▸ Task description
Down to the last line, retype each line of the entries exactly, starting with the one that contains "x=248, y=262".

▸ Extracted records
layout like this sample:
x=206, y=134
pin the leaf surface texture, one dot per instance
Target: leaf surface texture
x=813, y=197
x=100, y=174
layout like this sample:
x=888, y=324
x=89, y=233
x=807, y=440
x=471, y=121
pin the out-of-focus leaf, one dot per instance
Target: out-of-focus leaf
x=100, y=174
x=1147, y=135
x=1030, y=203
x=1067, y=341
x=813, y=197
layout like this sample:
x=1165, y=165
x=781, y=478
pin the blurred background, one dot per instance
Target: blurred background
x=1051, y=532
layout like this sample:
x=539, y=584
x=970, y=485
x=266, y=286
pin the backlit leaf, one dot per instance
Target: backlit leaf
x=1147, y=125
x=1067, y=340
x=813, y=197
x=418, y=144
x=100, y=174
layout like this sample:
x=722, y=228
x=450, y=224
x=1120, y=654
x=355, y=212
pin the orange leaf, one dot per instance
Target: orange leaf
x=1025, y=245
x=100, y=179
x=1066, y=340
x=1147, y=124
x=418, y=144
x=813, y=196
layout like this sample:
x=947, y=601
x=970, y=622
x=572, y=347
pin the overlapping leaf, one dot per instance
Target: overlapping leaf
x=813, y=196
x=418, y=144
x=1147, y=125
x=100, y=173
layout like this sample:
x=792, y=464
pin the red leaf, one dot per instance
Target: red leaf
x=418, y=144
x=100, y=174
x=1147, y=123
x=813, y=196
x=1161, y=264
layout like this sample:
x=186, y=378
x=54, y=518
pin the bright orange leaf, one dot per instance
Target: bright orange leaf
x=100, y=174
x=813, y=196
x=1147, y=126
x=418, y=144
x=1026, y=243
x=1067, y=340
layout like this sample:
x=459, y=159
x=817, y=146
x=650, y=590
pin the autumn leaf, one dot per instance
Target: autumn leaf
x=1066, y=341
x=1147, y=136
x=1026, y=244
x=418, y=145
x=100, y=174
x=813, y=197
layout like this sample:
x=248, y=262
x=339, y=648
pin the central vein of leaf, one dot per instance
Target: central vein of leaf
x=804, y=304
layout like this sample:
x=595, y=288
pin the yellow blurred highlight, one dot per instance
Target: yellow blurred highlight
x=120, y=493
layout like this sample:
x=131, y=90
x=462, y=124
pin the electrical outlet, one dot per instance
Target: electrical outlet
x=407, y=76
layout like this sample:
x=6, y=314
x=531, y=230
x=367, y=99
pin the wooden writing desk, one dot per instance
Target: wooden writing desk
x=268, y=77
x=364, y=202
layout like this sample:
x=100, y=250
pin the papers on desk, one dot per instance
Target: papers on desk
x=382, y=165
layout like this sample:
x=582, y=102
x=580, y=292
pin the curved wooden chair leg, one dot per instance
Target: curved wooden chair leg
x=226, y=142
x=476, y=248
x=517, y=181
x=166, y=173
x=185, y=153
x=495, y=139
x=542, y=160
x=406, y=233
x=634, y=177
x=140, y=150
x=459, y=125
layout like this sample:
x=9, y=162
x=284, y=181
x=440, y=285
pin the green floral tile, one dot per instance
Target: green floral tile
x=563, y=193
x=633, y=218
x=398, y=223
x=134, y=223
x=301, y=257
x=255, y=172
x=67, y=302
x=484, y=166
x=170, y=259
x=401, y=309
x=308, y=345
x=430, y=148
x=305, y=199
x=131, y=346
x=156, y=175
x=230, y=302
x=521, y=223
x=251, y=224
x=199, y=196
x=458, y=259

▸ Solution to this task
x=248, y=262
x=339, y=648
pin the central vein of leaf, one dot per instance
Target: central vein of leaf
x=804, y=304
layout like this sample:
x=595, y=288
pin the yellow blurred highlight, one dot per instance
Target: yellow blurred highlight
x=120, y=493
layout like this sample:
x=131, y=90
x=462, y=124
pin the electrical outlet, one dot per instance
Target: electrical outlet
x=407, y=76
layout like this sample:
x=6, y=314
x=531, y=230
x=367, y=99
pin the wooden writing desk, one dot per instance
Target: wooden writing desk
x=268, y=77
x=364, y=202
layout like this sample:
x=100, y=250
pin the papers on desk, one dot per instance
Target: papers on desk
x=382, y=165
layout like this sample:
x=582, y=102
x=580, y=292
pin the curved wooden chair leg, one dot per instance
Target: curved wooden chair leg
x=226, y=142
x=476, y=248
x=517, y=181
x=166, y=173
x=185, y=153
x=495, y=139
x=542, y=160
x=406, y=233
x=634, y=177
x=140, y=150
x=459, y=125
layout like this sample:
x=9, y=162
x=284, y=181
x=440, y=285
pin the green floral tile, one dot per instance
Target: green floral tile
x=563, y=193
x=633, y=218
x=398, y=223
x=134, y=223
x=301, y=257
x=255, y=172
x=67, y=302
x=484, y=166
x=170, y=259
x=401, y=309
x=308, y=345
x=430, y=148
x=305, y=199
x=131, y=346
x=156, y=175
x=230, y=302
x=521, y=223
x=251, y=224
x=199, y=196
x=458, y=259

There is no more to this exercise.